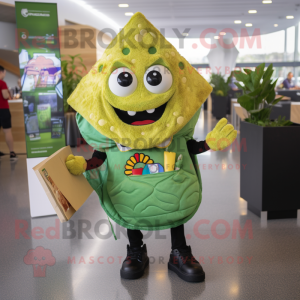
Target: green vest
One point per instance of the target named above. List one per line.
(146, 202)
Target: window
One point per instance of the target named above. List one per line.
(270, 50)
(194, 55)
(290, 44)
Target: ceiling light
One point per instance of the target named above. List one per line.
(97, 13)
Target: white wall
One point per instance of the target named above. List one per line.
(71, 11)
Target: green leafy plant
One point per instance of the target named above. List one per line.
(259, 95)
(71, 76)
(219, 84)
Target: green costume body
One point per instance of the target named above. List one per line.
(147, 202)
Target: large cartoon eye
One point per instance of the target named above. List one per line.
(158, 79)
(122, 82)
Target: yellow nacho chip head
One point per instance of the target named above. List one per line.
(141, 91)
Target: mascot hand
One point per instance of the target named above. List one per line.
(76, 164)
(222, 136)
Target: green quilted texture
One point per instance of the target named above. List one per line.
(156, 199)
(145, 202)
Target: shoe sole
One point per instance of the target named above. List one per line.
(136, 275)
(186, 277)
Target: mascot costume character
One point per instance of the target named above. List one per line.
(137, 108)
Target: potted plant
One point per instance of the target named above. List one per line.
(270, 161)
(71, 76)
(219, 96)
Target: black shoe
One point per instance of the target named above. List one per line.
(13, 156)
(183, 263)
(135, 263)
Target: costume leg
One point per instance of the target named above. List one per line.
(182, 261)
(178, 237)
(135, 238)
(137, 260)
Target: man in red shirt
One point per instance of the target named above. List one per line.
(5, 117)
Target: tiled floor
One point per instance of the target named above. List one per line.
(263, 264)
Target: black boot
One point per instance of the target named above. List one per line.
(134, 265)
(183, 263)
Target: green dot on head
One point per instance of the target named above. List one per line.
(152, 50)
(126, 51)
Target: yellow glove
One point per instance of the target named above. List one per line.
(222, 136)
(76, 164)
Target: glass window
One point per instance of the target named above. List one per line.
(297, 76)
(193, 54)
(270, 48)
(290, 44)
(298, 58)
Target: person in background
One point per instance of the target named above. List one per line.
(18, 90)
(232, 81)
(5, 117)
(287, 83)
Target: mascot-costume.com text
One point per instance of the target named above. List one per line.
(137, 108)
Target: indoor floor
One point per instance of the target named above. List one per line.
(243, 257)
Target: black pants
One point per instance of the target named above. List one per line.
(177, 237)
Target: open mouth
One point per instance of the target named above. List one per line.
(138, 118)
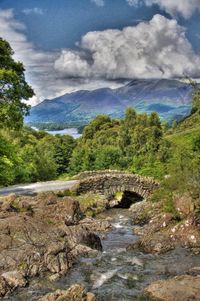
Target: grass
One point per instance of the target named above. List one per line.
(64, 177)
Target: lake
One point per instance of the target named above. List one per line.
(72, 132)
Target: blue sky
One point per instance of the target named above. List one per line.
(68, 45)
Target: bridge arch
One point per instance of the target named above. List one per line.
(110, 182)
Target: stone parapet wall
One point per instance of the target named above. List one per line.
(110, 182)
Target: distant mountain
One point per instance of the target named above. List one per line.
(170, 98)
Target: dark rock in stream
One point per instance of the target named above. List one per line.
(41, 235)
(74, 293)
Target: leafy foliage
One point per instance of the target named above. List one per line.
(13, 89)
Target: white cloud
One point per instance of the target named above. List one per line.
(35, 10)
(98, 2)
(39, 65)
(134, 2)
(154, 49)
(173, 7)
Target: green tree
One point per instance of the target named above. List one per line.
(13, 89)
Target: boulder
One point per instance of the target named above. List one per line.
(4, 287)
(180, 288)
(184, 204)
(15, 279)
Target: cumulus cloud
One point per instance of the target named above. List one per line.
(39, 65)
(98, 2)
(154, 49)
(35, 10)
(183, 7)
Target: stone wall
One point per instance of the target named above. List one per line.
(110, 182)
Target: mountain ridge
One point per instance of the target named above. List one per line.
(170, 98)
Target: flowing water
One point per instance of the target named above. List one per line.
(117, 273)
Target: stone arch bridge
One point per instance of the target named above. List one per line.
(110, 182)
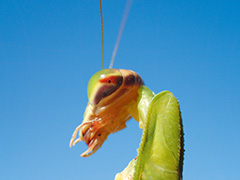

## Task
Please write the data out again exactly, but do not carry over the pictures.

## Result for this exercise
Target: green vest
One point per instance of the target named above. List one per line.
(146, 202)
Target: window
One point per instance of the target named above. List one per line.
(270, 50)
(194, 55)
(290, 44)
Target: ceiling light
One point per instance of the target named above. List one per line.
(97, 13)
Target: white wall
One point per instance of the target named above. List one per line.
(71, 11)
Target: green leafy plant
One point per instance of the target named above. List one per line.
(259, 95)
(71, 76)
(219, 84)
Target: green costume body
One point per instance of the target named above. List one per line.
(147, 202)
Target: large cartoon eye
One point per instance of the target named above. List one per line.
(158, 79)
(122, 82)
Target: yellow nacho chip head
One point per instance of the target named above. List one per line.
(141, 91)
Target: mascot hand
One point per instance of the target named above. List one per line.
(76, 164)
(222, 136)
Target: green quilted texture
One point per instance of the target named above. List one per line.
(156, 199)
(145, 202)
Target: shoe sole
One point per instance of the target named above. List one per line.
(136, 275)
(186, 277)
Target: mascot costume character
One point per instance of the target named above. List one per line.
(137, 108)
Target: potted plant
One point per instance of the target named above. List one per line.
(270, 161)
(71, 76)
(219, 96)
Target: black shoe
One point per instance of the target named above. List one per line.
(13, 156)
(183, 263)
(135, 263)
Target: costume leg
One point per instance of the target named above. List one per line.
(182, 261)
(178, 237)
(135, 238)
(137, 260)
Target: man in red shirt
One point per instance of the target named above. List one per line.
(5, 117)
Target: tiled floor
One point per instance of the target named above. List one per line.
(263, 264)
Target: black boot
One point per instance of the target named above. List one per line.
(134, 265)
(183, 263)
Target: green dot on head
One point per instance of the target named above. List one per line.
(152, 50)
(126, 51)
Target: yellow glove
One point per instance of the target named above. List one per line.
(222, 136)
(76, 164)
Target: glass window
One point per instance of the target named above. List one per line.
(297, 76)
(193, 54)
(270, 48)
(290, 44)
(298, 58)
Target: person in background
One point per instance of the target named above. List one per line.
(18, 90)
(232, 81)
(5, 117)
(287, 83)
Target: mascot-costume.com text
One point per instance of the target named above. List one per line.
(137, 108)
Target: indoor floor
One point per instance of the target named above. List one per line.
(243, 257)
Target: black pants
One point per instance of the target named above. List one per line.
(177, 237)
Target: open mouth
One point per instance of the target named above. List one per line.
(138, 118)
Target: grass
One point per instance of the target named above. List one per line.
(64, 177)
Target: lake
One point per instance of the target named above. List one per line.
(72, 132)
Target: blue sky
One point per instance of the target named above. List one per line.
(68, 45)
Target: bridge arch
One point per instance of the target named above. List one per line.
(110, 182)
Target: stone parapet wall
One point per instance of the target named above. List one per line.
(110, 182)
Target: distant mountain
One point per instance of the target named above. List one per line.
(170, 98)
Target: dark rock in stream
One point per instance of the target named above. List one per line.
(41, 235)
(74, 293)
Target: leafy foliage
One point per instance of the target named above. List one per line.
(13, 89)
Target: white cloud
One point per instance of the target named above. List one per line.
(35, 10)
(98, 2)
(39, 65)
(134, 2)
(154, 49)
(173, 7)
Target: green tree
One point per instance of the target named above. List one per line.
(13, 89)
Target: boulder
One point per instance of the target named above. List one per line.
(4, 287)
(180, 288)
(184, 204)
(15, 279)
Target: cumulus cloud
One point per instance of the target named above. List one per line.
(39, 65)
(98, 2)
(154, 49)
(35, 10)
(183, 7)
Target: stone wall
One point per instance of the target named above. List one per line.
(110, 182)
Target: mountain ridge
One point per instance of the target named above. List one per line.
(170, 98)
Target: flowing water
One point per instance of the target named above. List one per line.
(117, 273)
Target: stone arch bridge
One point per instance of the target named above. List one per line.
(110, 182)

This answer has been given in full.